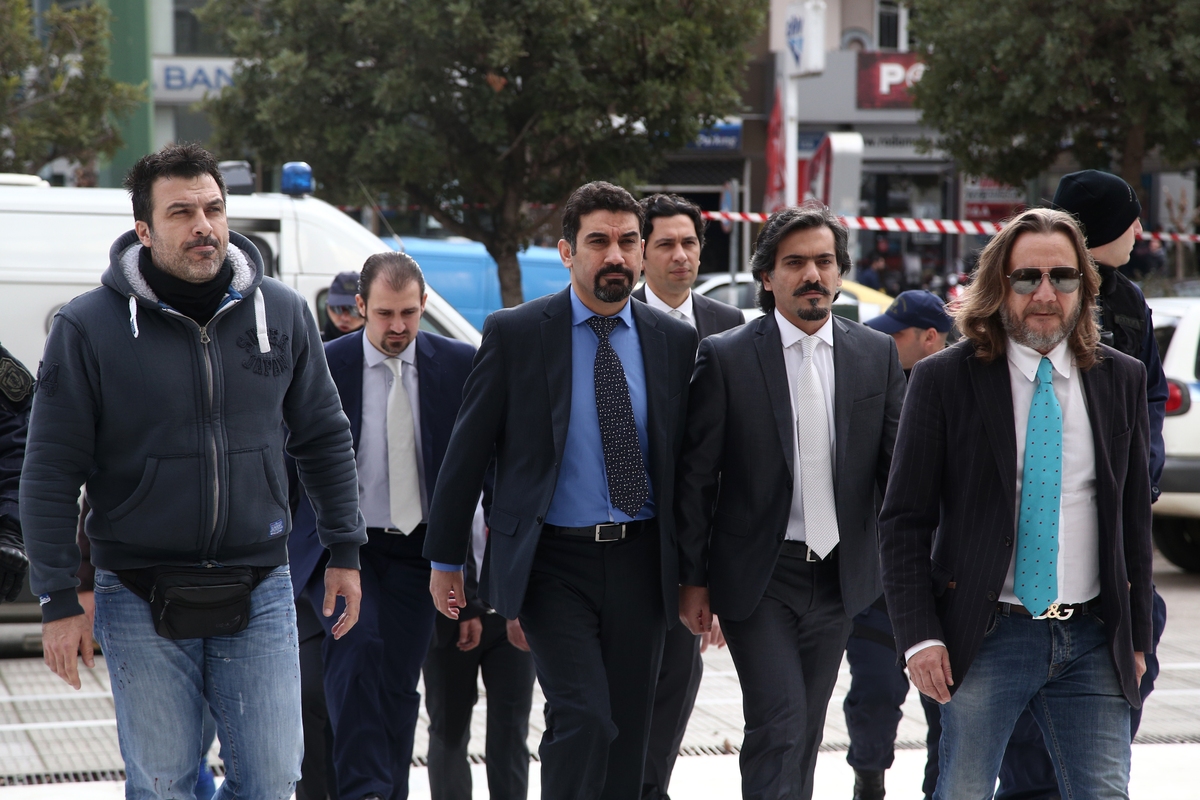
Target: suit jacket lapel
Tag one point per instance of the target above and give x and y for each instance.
(429, 382)
(845, 390)
(1098, 392)
(556, 349)
(994, 394)
(654, 364)
(771, 359)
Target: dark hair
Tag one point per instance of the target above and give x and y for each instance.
(671, 205)
(978, 314)
(187, 160)
(779, 226)
(396, 269)
(597, 196)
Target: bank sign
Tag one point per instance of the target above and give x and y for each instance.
(885, 79)
(183, 80)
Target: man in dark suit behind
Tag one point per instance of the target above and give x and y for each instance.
(401, 389)
(1025, 450)
(581, 398)
(792, 417)
(672, 238)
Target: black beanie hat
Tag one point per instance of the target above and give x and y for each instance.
(1103, 203)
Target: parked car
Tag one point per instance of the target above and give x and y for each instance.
(857, 302)
(1177, 511)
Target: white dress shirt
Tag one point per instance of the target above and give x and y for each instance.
(375, 492)
(793, 359)
(685, 307)
(1079, 534)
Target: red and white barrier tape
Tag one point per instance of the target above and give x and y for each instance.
(907, 224)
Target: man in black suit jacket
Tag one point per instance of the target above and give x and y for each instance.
(672, 238)
(371, 673)
(1015, 528)
(580, 397)
(792, 419)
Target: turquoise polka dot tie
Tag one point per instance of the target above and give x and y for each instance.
(1037, 533)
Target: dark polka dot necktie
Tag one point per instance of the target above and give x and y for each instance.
(1036, 578)
(628, 488)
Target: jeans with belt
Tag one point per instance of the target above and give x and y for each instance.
(1063, 672)
(250, 680)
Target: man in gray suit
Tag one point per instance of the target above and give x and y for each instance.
(796, 414)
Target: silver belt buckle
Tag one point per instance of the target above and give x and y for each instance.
(603, 531)
(1054, 612)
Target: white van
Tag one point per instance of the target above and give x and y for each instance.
(54, 246)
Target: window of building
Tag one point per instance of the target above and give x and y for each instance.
(191, 38)
(892, 25)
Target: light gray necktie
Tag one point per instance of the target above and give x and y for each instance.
(405, 487)
(816, 470)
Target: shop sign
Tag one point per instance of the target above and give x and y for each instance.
(885, 79)
(719, 137)
(184, 80)
(988, 200)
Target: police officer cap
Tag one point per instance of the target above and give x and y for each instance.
(1104, 204)
(912, 308)
(342, 289)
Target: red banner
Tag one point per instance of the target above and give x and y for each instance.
(885, 79)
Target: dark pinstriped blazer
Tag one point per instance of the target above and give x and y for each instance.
(948, 524)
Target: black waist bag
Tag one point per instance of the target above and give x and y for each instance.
(196, 602)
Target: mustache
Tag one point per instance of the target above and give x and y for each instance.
(811, 286)
(203, 241)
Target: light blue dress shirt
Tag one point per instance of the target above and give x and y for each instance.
(581, 495)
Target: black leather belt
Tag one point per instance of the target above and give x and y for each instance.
(612, 531)
(395, 531)
(1056, 611)
(796, 549)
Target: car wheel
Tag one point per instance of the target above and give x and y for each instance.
(1179, 540)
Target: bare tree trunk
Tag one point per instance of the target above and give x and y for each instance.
(1132, 155)
(509, 271)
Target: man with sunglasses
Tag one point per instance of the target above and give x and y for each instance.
(1109, 212)
(341, 310)
(1025, 449)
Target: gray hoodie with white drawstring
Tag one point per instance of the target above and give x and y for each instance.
(179, 429)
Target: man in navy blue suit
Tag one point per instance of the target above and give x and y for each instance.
(401, 389)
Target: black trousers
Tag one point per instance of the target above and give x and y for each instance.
(787, 654)
(371, 673)
(451, 691)
(593, 615)
(317, 780)
(673, 701)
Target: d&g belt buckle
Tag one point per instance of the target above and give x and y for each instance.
(1055, 612)
(611, 533)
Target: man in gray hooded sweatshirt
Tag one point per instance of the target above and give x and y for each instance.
(172, 391)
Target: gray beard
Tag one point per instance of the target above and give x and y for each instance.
(1020, 332)
(183, 268)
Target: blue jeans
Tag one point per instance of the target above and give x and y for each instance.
(1063, 672)
(250, 680)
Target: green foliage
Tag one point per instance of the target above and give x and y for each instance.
(1011, 85)
(477, 108)
(55, 96)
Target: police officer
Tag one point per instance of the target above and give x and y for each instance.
(16, 400)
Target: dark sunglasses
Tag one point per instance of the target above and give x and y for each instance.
(1027, 280)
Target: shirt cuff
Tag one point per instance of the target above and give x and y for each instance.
(343, 555)
(59, 605)
(921, 645)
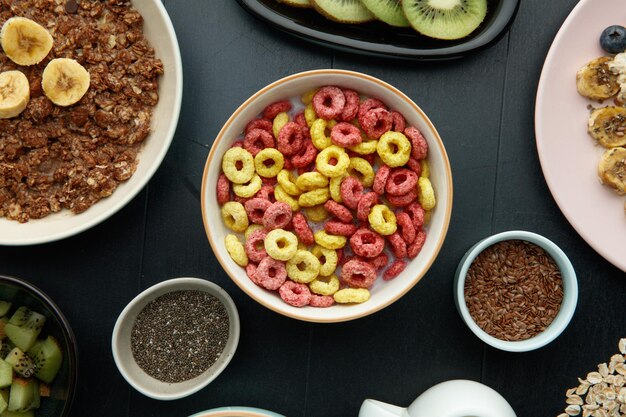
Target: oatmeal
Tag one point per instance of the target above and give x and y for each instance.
(54, 158)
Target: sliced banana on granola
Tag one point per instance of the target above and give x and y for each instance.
(14, 93)
(65, 81)
(24, 41)
(596, 81)
(612, 169)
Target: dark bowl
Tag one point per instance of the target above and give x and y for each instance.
(20, 292)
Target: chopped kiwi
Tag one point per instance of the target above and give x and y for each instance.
(445, 19)
(388, 11)
(344, 11)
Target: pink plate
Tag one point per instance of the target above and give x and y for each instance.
(568, 155)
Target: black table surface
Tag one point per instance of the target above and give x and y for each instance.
(483, 107)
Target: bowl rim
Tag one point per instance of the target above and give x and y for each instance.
(144, 297)
(66, 330)
(298, 314)
(568, 304)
•••
PROBLEM DESCRIPTION | Write out the entries above verbatim; the pictures do not belong in your copy.

COMPLETE OUTPUT |
Target: suit jacket lapel
Tag one point per instance of the target above and give x and y for each instance.
(429, 382)
(845, 390)
(1098, 392)
(556, 349)
(994, 394)
(654, 364)
(771, 359)
Target: dark hair
Tag one point per instance of the target above and give x and y for each instance.
(671, 205)
(978, 314)
(187, 160)
(779, 226)
(396, 269)
(597, 196)
Target: bank sign
Tag one point per instance of the target above and give x and y for each instance.
(885, 79)
(183, 80)
Target: man in dark suit behind
Tag one point per instance of the target above and give x and y for each instance.
(401, 389)
(1025, 450)
(581, 398)
(792, 417)
(672, 238)
Target: black beanie hat
Tag one point per instance of the target above and give x and y for each instance.
(1103, 203)
Target: parked car
Tag one point per instance of the target above and give x and y for each instance.
(857, 302)
(1177, 511)
Target: white dress shirt
Tag one point per instance of the target above and give x and y for each instance.
(375, 492)
(793, 359)
(685, 307)
(1079, 534)
Target: red and white barrier tape
Tag one point per instance of the target above and give x and y for each instance.
(907, 224)
Target: man in black suit jacket
Tag one point per instance of the target above and give x and y for each instance.
(672, 238)
(371, 673)
(1015, 528)
(580, 397)
(792, 419)
Target: turquoise polka dot tie
Tag one point per instance of the target above and give x and y for each instance.
(1037, 533)
Target: dark polka dot necktie
Tag one point per instance of the target above and give x and y for each instance.
(1036, 578)
(628, 488)
Target: jeans with belt
Tag one point per instance of the target above and give x and y for each instance.
(1063, 672)
(250, 680)
Target: man in gray suit
Tag one point per instance of the target above and give x and y for each instance.
(796, 414)
Target: silver belt buckle
Tag one point per instance of the target above and give x and y for each instance.
(603, 531)
(1054, 612)
Target: white van
Tag one point per instance of the target above and give x and y for each instance.
(54, 246)
Target: window of building
Tag one point per instance of the target above and give x and y for each instance.
(191, 38)
(892, 25)
Target: light gray necktie
Tag one point per instance of the target above and give x and y for each instance.
(405, 487)
(816, 470)
Target: shop sign
Tag one point per instance of the target above and give x and y for each instance.
(885, 79)
(719, 137)
(184, 80)
(988, 200)
Target: police officer cap
Tag one point per instance of the target above and give x and y for each instance.
(1104, 204)
(912, 308)
(342, 289)
Target: red banner
Tag one point per instance of the target above and give x and y for each instance.
(885, 79)
Target: dark pinstriped blazer
Tag one point per instance of the target above and give x and y for each instance.
(948, 524)
Target: black waist bag
Tag one point per instance of the target above and give x and y for each instance.
(196, 602)
Target: mustache
Tag one point per instance of the target above and give x and y for each instance.
(811, 286)
(203, 241)
Target: light blue dress shirt
Tag one point per instance of the target above and give x and y for each instance.
(581, 495)
Target: black leather belt
Tag one point per instance of the target above and give x and y for each instance.
(612, 531)
(395, 531)
(1056, 611)
(796, 549)
Target: car wheel
Tag one point per instance of the target above and give x and y for each instance.
(1179, 540)
Target: bare tree trunk
Tag one point per instance of the target above and give x and y for each instance.
(1132, 155)
(509, 271)
Target: man with sunglasses
Tag one point per instance of the target above and give x and y for each instance.
(1109, 212)
(341, 310)
(1025, 449)
Target: gray hoodie with white drawstring
Tag one point per instance of the target above and give x and y for each instance.
(179, 429)
Target: man in navy blue suit
Tag one point per instance of the target above and give x and y for each instance.
(401, 389)
Target: black trousers
Tag one point per instance of the target above and give x and y for each instance.
(787, 654)
(371, 673)
(451, 691)
(593, 615)
(317, 780)
(673, 701)
Target: d&g belt buckle
Tag one point per instance of the target above and give x and y for each instance.
(1055, 612)
(611, 533)
Target: man in gray hooded sweatshirt
Tag one point per instance of the target above and give x and y for each instance.
(172, 391)
Target: gray beard
Tag one point per instance of the target above and give x and y for each instance.
(1020, 332)
(183, 268)
Target: blue jeans
Tag one point per instance of the target above and give x and y for each instance.
(1063, 672)
(250, 680)
Target: green foliage
Tag one point per instance of the target above and give x and y for each instance.
(1011, 85)
(477, 108)
(55, 96)
Target: police officer
Tag one point per instance of the target above and give x and y for each instance.
(16, 400)
Target: dark sunglasses
Tag one point per instance of the target above and give x and y for each instance.
(1027, 280)
Target: shirt cuff
Tag one point per instance of the target above and give x and y for each instance.
(343, 555)
(59, 605)
(921, 645)
Target: oatmeal
Tag one point per instance of the target above and give x and y for each instance.
(54, 158)
Target: sliced banana on granola
Tag one point per instance of the target above and give x and y for each instance.
(14, 93)
(65, 81)
(24, 41)
(596, 81)
(612, 169)
Target: dark bowl
Tag one point per instance of the target above and give x and y for each instance.
(20, 292)
Target: chopped kiwi
Tag one point per instance of the target above and give x and y for each instance.
(445, 19)
(388, 11)
(344, 11)
Target: pink plate
Tag one point per instance of the target above and give x and y for each instance.
(568, 155)
Target: black table surface
Tag one point per instance of the target above and give x and y for each instance.
(483, 107)
Target: bowl rim
Tag one point per instance of the target above and give x and y for each instance.
(144, 297)
(66, 330)
(298, 314)
(568, 304)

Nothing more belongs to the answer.